• **Assigned task 1**:
Condense the paragraph of the abstract that begins "Denoising performance was first evaluated" into a short bulleted list that keeps its main facts.
• **Assigned task 2**:
Render this sentence from the abstract in Spanish: "The improvement in metabolite SNR enabled a more robust quantification of k PL and k PA."
• **Assigned task 3**:
Quote the abstract word for word, starting at the words "Hyperpolarized 13C metabolic" and stopping after "spatiotemporal denoising approach.".

• **Document section**:
Hyperpolarized 13C metabolic imaging of the human abdomen with spatiotemporal denoising
Tanner M. Nickles, Yaewon Kim, Philip M. Lee, Hsin-Yu Chen, Michael Ohliger, Robert A. Bok, Zhen J. Wang, Peder E. Z. Larson, Daniel B. Vigneron, Jeremy W. Gordon
Abstract
Purpose
Improving the quality and maintaining the fidelity of large coverage abdominal hyperpolarized (HP) 13C MRI studies with a patch based global–local higher-order singular value decomposition (GL-HOVSD) spatiotemporal denoising approach.
Methods
Denoising performance was first evaluated using the simulated [1-13C]pyruvate dynamics at different noise levels to determine optimal k global and k local parameters. The GL-HOSVD spatiotemporal denoising method with the optimized parameters was then applied to two HP [1-13C]pyruvate EPI abdominal human cohorts (n = 7 healthy volunteers and n = 8 pancreatic cancer patients).
Results
The parameterization of k global = 0.2 and k local = 0.9 denoises abdominal HP data while retaining image fidelity when evaluated by RMSE. The k PX (conversion rate of pyruvate-to-metabolite, X = lactate or alanine) difference was shown to be <20% with respect to ground-truth metabolic conversion rates when there is adequate SNR (SNRAUC > 5) for downstream metabolites. In both human cohorts, there was a greater than nine-fold gain in peak [1-13C]pyruvate, [1-13C]lactate, and [1-13C]alanine apparent SNRAUC. The improvement in metabolite SNR enabled a more robust quantification of k PL and k PA. After denoising, we observed a 2.1 ± 0.4 and 4.8 ± 2.5-fold increase in the number of voxels reliably fit across abdominal FOVs for k PL and k PA quantification maps.
Conclusion
Spatiotemporal denoising greatly improves visualization of low SNR metabolites particularly [1-13C]alanine and quantification of [1-13C]pyruvate metabolism in large FOV HP 13C MRI studies of the human abdomen.

• **Given data**:

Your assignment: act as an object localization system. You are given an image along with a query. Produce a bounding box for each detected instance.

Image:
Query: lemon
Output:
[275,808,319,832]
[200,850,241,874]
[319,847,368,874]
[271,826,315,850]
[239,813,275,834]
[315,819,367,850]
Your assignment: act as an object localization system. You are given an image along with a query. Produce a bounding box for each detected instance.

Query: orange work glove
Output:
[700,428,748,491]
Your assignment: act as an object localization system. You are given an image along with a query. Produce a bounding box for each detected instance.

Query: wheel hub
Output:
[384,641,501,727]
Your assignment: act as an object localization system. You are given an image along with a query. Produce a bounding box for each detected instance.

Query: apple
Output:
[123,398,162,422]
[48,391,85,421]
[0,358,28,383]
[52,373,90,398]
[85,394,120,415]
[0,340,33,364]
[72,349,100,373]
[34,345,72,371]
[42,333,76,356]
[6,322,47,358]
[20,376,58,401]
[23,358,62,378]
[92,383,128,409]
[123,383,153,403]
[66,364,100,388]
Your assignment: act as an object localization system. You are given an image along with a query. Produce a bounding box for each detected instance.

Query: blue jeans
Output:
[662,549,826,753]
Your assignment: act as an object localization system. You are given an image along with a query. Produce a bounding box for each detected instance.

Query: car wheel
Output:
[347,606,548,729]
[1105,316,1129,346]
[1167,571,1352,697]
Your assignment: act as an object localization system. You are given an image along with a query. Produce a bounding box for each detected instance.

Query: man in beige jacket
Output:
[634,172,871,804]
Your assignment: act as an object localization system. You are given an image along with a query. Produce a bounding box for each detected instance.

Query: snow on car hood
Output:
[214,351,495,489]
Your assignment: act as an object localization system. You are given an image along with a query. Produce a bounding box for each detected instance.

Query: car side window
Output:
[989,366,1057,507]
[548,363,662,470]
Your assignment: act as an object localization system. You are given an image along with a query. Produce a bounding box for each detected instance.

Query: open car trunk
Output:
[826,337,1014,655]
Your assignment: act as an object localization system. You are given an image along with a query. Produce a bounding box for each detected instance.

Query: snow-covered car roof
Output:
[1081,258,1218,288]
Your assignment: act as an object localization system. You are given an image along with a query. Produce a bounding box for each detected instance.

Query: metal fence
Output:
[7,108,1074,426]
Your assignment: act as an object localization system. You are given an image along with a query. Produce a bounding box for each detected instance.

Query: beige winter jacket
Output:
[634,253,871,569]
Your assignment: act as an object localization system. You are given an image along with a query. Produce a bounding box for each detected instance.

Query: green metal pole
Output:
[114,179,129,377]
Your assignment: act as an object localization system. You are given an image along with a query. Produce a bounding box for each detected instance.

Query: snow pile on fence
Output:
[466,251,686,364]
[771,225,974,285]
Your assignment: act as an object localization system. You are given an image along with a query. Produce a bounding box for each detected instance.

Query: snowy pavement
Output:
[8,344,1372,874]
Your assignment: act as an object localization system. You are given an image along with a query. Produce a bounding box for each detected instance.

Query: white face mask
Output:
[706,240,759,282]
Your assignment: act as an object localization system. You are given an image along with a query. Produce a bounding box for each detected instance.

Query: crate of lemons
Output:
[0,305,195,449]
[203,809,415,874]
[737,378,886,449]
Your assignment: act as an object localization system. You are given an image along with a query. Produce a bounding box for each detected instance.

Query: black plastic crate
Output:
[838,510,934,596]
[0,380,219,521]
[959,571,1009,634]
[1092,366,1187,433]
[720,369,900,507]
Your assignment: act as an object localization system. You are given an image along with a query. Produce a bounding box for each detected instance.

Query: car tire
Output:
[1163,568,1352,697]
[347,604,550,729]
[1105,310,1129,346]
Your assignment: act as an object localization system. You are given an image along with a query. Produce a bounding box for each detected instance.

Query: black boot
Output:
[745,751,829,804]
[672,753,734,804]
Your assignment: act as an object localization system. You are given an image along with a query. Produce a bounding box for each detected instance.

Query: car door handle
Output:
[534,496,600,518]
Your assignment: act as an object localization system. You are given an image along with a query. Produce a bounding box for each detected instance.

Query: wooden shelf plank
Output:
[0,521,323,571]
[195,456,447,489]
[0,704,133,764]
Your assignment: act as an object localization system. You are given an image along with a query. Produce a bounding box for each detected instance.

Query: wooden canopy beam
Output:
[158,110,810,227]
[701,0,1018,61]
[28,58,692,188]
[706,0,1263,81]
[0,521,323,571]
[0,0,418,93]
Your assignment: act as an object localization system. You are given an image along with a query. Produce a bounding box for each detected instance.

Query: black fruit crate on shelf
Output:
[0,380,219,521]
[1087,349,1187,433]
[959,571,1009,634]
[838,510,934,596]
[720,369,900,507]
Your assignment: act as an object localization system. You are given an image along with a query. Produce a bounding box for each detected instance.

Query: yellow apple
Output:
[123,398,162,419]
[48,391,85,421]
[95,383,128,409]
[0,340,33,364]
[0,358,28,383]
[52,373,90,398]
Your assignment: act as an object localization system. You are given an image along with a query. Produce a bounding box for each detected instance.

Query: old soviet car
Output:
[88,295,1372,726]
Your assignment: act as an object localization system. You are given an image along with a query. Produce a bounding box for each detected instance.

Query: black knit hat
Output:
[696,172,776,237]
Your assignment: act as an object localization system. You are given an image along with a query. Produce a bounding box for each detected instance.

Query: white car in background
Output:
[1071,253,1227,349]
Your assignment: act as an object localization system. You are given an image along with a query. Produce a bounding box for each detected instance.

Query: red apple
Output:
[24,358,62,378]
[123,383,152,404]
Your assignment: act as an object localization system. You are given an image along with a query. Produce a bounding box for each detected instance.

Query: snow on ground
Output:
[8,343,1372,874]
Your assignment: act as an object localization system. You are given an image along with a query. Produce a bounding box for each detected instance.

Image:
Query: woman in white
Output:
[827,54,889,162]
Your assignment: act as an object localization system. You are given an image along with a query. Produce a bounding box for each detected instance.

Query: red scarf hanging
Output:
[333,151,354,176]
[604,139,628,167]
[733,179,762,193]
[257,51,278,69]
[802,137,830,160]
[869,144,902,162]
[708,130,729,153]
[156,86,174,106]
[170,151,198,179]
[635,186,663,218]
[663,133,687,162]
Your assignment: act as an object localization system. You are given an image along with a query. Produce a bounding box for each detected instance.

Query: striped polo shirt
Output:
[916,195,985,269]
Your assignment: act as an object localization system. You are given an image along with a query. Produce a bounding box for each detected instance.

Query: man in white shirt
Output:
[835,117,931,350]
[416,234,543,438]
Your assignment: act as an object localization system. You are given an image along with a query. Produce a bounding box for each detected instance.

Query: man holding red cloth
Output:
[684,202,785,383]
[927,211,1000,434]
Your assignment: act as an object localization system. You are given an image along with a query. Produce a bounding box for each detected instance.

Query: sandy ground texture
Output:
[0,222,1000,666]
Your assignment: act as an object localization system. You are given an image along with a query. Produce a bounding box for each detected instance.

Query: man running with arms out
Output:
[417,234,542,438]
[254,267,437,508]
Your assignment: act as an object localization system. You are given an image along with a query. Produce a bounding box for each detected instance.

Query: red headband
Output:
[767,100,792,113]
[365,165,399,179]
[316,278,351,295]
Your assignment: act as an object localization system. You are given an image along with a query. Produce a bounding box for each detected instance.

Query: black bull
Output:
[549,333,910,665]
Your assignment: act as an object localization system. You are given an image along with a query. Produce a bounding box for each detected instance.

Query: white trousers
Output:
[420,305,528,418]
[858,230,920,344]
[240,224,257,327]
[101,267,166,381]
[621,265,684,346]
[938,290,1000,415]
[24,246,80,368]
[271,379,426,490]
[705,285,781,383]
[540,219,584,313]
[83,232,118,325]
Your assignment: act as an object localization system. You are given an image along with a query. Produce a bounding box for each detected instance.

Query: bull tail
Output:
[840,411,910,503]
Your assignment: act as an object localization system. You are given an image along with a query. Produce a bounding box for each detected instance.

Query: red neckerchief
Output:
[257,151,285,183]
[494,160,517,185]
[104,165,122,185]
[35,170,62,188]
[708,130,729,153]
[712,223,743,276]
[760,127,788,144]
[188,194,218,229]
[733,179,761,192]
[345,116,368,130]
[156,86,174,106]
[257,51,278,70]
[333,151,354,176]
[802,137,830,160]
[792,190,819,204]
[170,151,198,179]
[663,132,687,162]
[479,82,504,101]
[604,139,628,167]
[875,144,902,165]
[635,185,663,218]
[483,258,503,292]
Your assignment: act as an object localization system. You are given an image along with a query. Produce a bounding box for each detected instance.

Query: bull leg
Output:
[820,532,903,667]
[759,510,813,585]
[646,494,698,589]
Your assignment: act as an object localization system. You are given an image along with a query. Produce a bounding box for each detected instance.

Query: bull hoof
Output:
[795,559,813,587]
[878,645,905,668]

• **Task solution 1**:
- First, denoising performance was tested on simulated [1-13C]pyruvate dynamics at several noise levels to find the optimal k global and k local parameters.
- Next, the GL-HOSVD spatiotemporal denoising method, using those optimized parameters, was applied to two HP [1-13C]pyruvate EPI abdominal human cohorts: 7 healthy volunteers and 8 pancreatic cancer patients.

• **Task solution 2**:
La mejora en la SNR de los metabolitos permitió una cuantificación más robusta de k PL y k PA.

• **Task solution 3**:
Hyperpolarized 13C metabolic imaging of the human abdomen with spatiotemporal denoising
Tanner M. Nickles, Yaewon Kim, Philip M. Lee, Hsin-Yu Chen, Michael Ohliger, Robert A. Bok, Zhen J. Wang, Peder E. Z. Larson, Daniel B. Vigneron, Jeremy W. Gordon
Abstract
Purpose
Improving the quality and maintaining the fidelity of large coverage abdominal hyperpolarized (HP) 13C MRI studies with a patch based global–local higher-order singular value decomposition (GL-HOVSD) spatiotemporal denoising approach.